PASSAGE FOR REVIEW
Makeup Lab

Makeup lab — Are you a McBurger?

McLab Directions:

Visit the McDonald’s at LSU’s Student Union. While you are there, spend some time observing the design, the customer service process, the workers, the other customers, the products, etc. Try to decipher the unwritten rules and see if you can find purposeful ways to break them without being criminal. Try to work on your lab answers at McDonald’s the way you did at B&N on Corporate. When you are done with McDonald’s, wander through the rest of the Union, visit the library, the quad, or log into PAWS. See if you can identify similar strategies of control and resistance in these “places.”  Note: Be sure that you answer the lab questions by applying the relevant concepts to your experiences.

McLab  Questions:

1. Spend some time studying McDonald’s crowd control practices and the ways that customers are “contained” or regulated. What are the strategies used for controlling bodily movement through the place/space? In what ways are you turned into a useful/docile body? What are the various ways that McDonald’s tries to articulate your body? To what?

2. Compare McDonald’s crowd control practices with another “place” on campus (example, the library, the dorms, the union, the quad, PAWS). In what ways are students “contained” or regulated and turned into docile useful to the state? What objects (other than a desk) are used to articulate you with the places you visit?

SUPPLIED ENTRIES
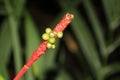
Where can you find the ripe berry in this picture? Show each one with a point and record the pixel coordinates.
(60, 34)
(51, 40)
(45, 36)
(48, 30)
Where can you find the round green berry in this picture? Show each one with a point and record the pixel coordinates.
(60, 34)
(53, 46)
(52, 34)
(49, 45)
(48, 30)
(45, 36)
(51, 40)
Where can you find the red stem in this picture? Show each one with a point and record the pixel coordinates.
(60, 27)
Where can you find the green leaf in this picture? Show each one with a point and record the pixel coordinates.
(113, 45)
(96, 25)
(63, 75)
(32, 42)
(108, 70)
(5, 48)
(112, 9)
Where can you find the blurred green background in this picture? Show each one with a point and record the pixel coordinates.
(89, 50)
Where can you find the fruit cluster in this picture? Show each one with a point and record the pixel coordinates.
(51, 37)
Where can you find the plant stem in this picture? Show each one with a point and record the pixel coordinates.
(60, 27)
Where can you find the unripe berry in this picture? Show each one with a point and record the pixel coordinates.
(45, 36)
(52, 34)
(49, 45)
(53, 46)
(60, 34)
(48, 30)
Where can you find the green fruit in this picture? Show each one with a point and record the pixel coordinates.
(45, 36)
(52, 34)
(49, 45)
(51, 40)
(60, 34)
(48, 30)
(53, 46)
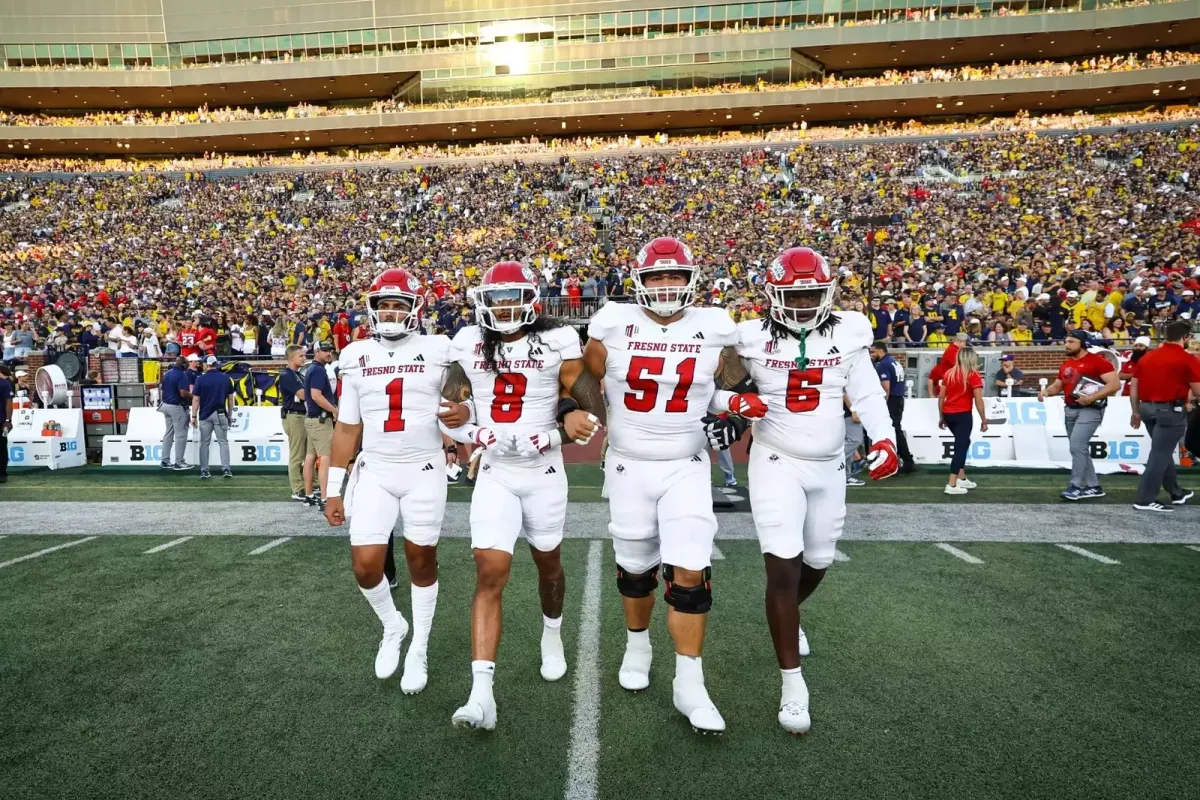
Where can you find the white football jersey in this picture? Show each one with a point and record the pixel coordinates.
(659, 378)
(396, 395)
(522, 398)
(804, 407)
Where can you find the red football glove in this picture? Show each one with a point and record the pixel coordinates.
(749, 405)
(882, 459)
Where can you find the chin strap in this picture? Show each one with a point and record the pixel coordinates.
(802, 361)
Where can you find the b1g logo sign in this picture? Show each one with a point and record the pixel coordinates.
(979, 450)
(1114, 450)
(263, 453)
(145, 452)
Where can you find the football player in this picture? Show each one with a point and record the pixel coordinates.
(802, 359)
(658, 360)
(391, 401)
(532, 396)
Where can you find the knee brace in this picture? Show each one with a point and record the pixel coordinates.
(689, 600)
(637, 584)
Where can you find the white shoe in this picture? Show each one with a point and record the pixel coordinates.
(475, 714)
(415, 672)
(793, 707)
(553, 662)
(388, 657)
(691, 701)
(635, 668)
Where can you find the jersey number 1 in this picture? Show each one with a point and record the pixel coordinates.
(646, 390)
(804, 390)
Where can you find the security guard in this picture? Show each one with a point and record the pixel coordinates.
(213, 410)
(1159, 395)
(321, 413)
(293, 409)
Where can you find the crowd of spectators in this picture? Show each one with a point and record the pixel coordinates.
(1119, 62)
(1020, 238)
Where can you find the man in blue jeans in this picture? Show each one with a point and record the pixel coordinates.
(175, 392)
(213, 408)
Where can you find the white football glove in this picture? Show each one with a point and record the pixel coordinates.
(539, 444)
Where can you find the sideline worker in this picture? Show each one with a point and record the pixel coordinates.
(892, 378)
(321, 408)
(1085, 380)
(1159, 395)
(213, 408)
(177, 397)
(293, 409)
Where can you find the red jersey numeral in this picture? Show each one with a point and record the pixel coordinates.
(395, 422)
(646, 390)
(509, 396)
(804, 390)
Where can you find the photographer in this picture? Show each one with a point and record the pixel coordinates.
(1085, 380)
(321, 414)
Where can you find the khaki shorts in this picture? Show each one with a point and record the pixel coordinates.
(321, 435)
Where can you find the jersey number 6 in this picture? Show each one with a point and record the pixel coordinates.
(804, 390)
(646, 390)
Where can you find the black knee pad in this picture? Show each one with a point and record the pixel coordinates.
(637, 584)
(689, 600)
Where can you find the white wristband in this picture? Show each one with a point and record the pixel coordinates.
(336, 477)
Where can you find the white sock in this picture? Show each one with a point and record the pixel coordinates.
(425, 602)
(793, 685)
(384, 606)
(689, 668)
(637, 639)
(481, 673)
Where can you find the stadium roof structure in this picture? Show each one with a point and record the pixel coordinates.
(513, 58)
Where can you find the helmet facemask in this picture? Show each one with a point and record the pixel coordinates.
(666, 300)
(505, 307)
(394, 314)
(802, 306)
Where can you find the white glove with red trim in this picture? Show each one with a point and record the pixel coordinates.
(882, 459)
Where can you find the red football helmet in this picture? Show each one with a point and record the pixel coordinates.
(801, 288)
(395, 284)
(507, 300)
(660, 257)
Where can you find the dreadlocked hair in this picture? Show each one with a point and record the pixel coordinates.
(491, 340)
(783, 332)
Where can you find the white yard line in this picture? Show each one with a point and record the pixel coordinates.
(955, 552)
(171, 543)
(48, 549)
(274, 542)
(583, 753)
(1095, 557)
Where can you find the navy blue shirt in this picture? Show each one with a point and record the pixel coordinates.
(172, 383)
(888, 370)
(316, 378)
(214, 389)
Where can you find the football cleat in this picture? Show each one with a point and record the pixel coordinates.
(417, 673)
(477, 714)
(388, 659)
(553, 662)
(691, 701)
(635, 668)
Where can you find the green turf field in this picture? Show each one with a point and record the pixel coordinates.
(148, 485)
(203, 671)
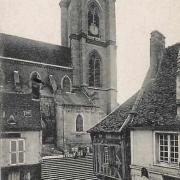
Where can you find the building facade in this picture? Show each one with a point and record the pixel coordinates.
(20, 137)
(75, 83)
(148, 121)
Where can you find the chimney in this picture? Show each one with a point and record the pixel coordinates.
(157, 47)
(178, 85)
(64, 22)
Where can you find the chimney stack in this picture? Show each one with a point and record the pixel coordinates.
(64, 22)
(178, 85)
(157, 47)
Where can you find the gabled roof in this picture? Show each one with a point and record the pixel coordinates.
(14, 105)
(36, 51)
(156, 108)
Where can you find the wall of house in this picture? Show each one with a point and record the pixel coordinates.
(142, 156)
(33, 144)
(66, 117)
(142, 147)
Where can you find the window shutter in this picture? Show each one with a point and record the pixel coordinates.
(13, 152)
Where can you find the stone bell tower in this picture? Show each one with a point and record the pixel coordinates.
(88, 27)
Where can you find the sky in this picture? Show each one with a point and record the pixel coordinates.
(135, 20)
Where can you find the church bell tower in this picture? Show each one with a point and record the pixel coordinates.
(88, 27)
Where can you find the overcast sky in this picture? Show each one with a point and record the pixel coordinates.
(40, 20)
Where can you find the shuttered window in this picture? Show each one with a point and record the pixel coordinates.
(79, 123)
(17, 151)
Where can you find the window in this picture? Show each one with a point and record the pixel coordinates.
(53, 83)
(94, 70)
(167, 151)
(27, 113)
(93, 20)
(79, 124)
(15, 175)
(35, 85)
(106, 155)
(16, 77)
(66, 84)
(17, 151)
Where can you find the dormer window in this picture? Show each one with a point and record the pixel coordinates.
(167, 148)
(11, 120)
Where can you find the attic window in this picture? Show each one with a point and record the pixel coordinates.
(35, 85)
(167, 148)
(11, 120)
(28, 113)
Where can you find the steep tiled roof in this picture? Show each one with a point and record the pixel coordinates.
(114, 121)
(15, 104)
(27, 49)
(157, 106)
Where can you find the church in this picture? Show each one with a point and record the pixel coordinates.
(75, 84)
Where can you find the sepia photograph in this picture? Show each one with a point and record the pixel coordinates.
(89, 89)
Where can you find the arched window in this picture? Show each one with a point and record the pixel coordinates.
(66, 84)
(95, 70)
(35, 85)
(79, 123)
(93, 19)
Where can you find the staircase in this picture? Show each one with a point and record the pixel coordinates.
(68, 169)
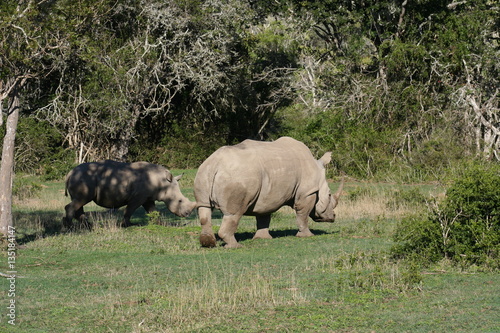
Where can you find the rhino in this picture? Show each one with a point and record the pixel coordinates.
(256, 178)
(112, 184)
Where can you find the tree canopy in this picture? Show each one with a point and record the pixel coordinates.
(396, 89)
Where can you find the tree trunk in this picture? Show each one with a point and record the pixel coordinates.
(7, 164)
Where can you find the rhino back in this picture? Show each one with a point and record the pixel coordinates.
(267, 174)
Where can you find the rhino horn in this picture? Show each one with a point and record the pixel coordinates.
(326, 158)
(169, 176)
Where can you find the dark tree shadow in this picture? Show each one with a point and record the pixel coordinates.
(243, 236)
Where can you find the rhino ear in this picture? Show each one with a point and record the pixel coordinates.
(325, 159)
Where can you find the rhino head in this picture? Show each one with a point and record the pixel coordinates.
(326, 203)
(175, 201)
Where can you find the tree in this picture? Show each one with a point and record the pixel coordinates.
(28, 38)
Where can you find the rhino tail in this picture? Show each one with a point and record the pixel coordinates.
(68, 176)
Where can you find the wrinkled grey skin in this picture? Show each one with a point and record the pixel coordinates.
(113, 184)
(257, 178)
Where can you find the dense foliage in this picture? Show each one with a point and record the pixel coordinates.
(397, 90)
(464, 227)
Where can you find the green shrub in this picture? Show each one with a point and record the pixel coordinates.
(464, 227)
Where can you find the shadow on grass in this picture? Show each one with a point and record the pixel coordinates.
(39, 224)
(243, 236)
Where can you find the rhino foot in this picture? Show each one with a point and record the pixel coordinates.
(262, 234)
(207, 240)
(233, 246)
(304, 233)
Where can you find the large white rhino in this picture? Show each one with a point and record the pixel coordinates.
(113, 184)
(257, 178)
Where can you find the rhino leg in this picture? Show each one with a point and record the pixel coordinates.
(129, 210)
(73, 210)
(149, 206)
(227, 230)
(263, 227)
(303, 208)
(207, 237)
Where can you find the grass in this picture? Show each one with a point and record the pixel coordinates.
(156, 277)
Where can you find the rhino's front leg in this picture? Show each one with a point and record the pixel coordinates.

TO DO
Transcribe the part of the makeup lab handout starting with "Visit the McDonald’s" and going on through "to your experiences.".

ANSWER SECTION
Visit the McDonald’s at LSU’s Student Union. While you are there, spend some time observing the design, the customer service process, the workers, the other customers, the products, etc. Try to decipher the unwritten rules and see if you can find purposeful ways to break them without being criminal. Try to work on your lab answers at McDonald’s the way you did at B&N on Corporate. When you are done with McDonald’s, wander through the rest of the Union, visit the library, the quad, or log into PAWS. See if you can identify similar strategies of control and resistance in these “places.”  Note: Be sure that you answer the lab questions by applying the relevant concepts to your experiences.